-- The request --
Please turn all of the data below into a numbered list with one line per item, skipping blank lines. Leave the picture out of your answer.

Rows of box annotation data:
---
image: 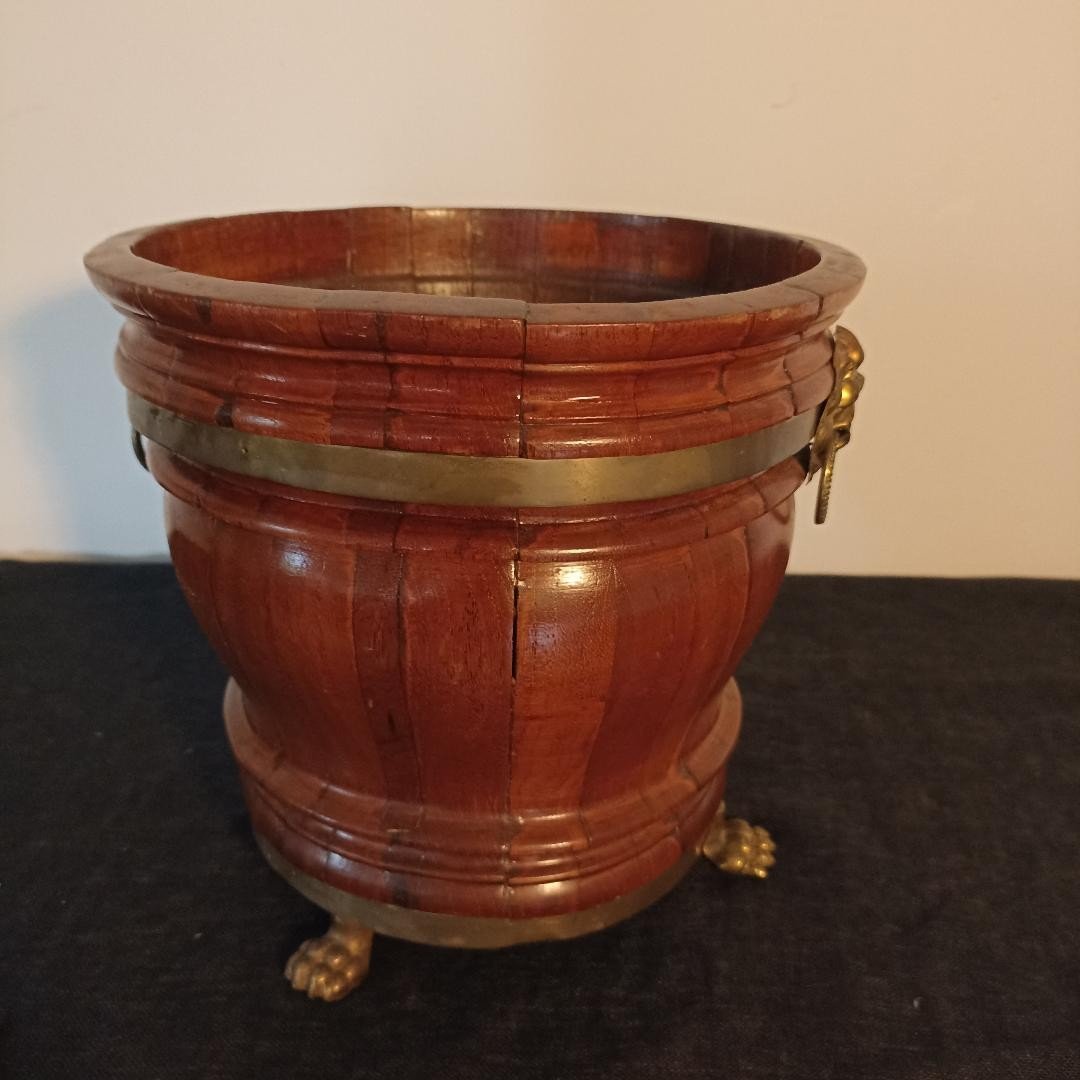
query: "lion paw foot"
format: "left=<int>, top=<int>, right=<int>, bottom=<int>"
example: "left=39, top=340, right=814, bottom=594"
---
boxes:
left=701, top=815, right=777, bottom=878
left=285, top=919, right=374, bottom=1001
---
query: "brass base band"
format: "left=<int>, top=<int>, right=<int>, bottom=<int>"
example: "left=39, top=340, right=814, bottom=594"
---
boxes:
left=127, top=393, right=820, bottom=507
left=255, top=834, right=699, bottom=948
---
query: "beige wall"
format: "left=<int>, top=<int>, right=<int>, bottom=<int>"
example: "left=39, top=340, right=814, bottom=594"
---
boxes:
left=0, top=0, right=1080, bottom=577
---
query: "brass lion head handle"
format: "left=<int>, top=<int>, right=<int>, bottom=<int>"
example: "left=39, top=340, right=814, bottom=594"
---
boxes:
left=808, top=326, right=865, bottom=525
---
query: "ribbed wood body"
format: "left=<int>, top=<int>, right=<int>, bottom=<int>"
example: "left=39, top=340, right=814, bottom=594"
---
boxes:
left=87, top=208, right=863, bottom=918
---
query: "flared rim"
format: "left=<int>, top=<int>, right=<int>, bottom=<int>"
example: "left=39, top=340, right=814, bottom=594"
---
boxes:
left=84, top=207, right=865, bottom=334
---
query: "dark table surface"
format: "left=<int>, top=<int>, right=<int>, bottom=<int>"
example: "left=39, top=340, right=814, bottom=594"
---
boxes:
left=0, top=563, right=1080, bottom=1080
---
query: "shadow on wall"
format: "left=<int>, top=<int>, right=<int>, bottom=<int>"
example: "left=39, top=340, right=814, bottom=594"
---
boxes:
left=8, top=284, right=165, bottom=557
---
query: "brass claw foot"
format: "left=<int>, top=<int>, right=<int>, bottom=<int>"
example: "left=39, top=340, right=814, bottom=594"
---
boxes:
left=701, top=808, right=777, bottom=878
left=285, top=916, right=375, bottom=1001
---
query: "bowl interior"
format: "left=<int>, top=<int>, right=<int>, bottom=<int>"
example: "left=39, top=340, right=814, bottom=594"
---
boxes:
left=133, top=206, right=821, bottom=303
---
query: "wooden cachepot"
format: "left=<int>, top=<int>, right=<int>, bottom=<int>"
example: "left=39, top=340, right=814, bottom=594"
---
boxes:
left=86, top=207, right=864, bottom=999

-- Reply --
1. ---
2. image: 
3. query: "lion paw foot"
4. format: "left=<int>, top=<int>, right=<int>, bottom=<int>"
5. example: "left=39, top=340, right=814, bottom=594"
6. ---
7. boxes:
8. left=701, top=815, right=777, bottom=878
9. left=285, top=919, right=374, bottom=1001
10. ---
11. query: "brass base band"
12. format: "left=<int>, top=<int>, right=<int>, bottom=<int>"
13. example: "left=39, top=340, right=814, bottom=594"
14. ---
15. boxes:
16. left=127, top=393, right=820, bottom=507
17. left=255, top=834, right=699, bottom=948
18. ---
19. query: "beige wall"
20. format: "left=<int>, top=<int>, right=<int>, bottom=<int>"
21. example: "left=39, top=340, right=814, bottom=594"
22. ---
23. boxes:
24. left=0, top=0, right=1080, bottom=577
25. ---
26. query: "brass lion head handle"
27. format: "left=<int>, top=<int>, right=<int>, bottom=<int>"
28. example: "left=39, top=340, right=814, bottom=594"
29. ---
30. boxes:
31. left=808, top=326, right=865, bottom=525
32. ---
33. query: "ribbed wood body"
34. format: "left=<int>, top=<int>, right=<int>, bottom=<int>"
35. example: "left=39, top=340, right=814, bottom=594"
36. ---
37. boxes:
38. left=87, top=208, right=863, bottom=918
39. ---
40. query: "flared rim"
41. format: "left=<int>, top=<int>, right=<int>, bottom=<int>"
42. example: "left=39, top=340, right=814, bottom=594"
43. ---
44. boxes:
45. left=84, top=207, right=865, bottom=334
46. ---
47. query: "dark table surface"
48. format: "left=<int>, top=<int>, right=<int>, bottom=<int>"
49. example: "left=39, top=340, right=814, bottom=594"
50. ---
51. boxes:
52. left=0, top=563, right=1080, bottom=1080
53. ---
54. query: "shadow on wall"
55. format: "left=<int>, top=<int>, right=<int>, bottom=<int>"
56. example: "left=39, top=340, right=814, bottom=594"
57. ---
58. boxes:
59. left=8, top=284, right=165, bottom=557
60. ---
61. query: "brass claw foot"
62. format: "left=<int>, top=<int>, right=<int>, bottom=<int>"
63. example: "left=39, top=340, right=814, bottom=594"
64. ---
65. boxes:
66. left=701, top=808, right=777, bottom=878
67. left=285, top=916, right=375, bottom=1001
68. ---
69. query: "bowl interior"
70. format: "left=<int>, top=<int>, right=<int>, bottom=<int>"
71. example: "left=39, top=340, right=814, bottom=594"
72. ---
73. boxes:
74. left=133, top=206, right=821, bottom=303
75. ---
76. query: "wooden cachepot"
77. format: "left=<int>, top=<int>, right=<int>, bottom=<int>"
78. example: "left=39, top=340, right=814, bottom=594"
79. ---
80. boxes:
81. left=86, top=207, right=864, bottom=999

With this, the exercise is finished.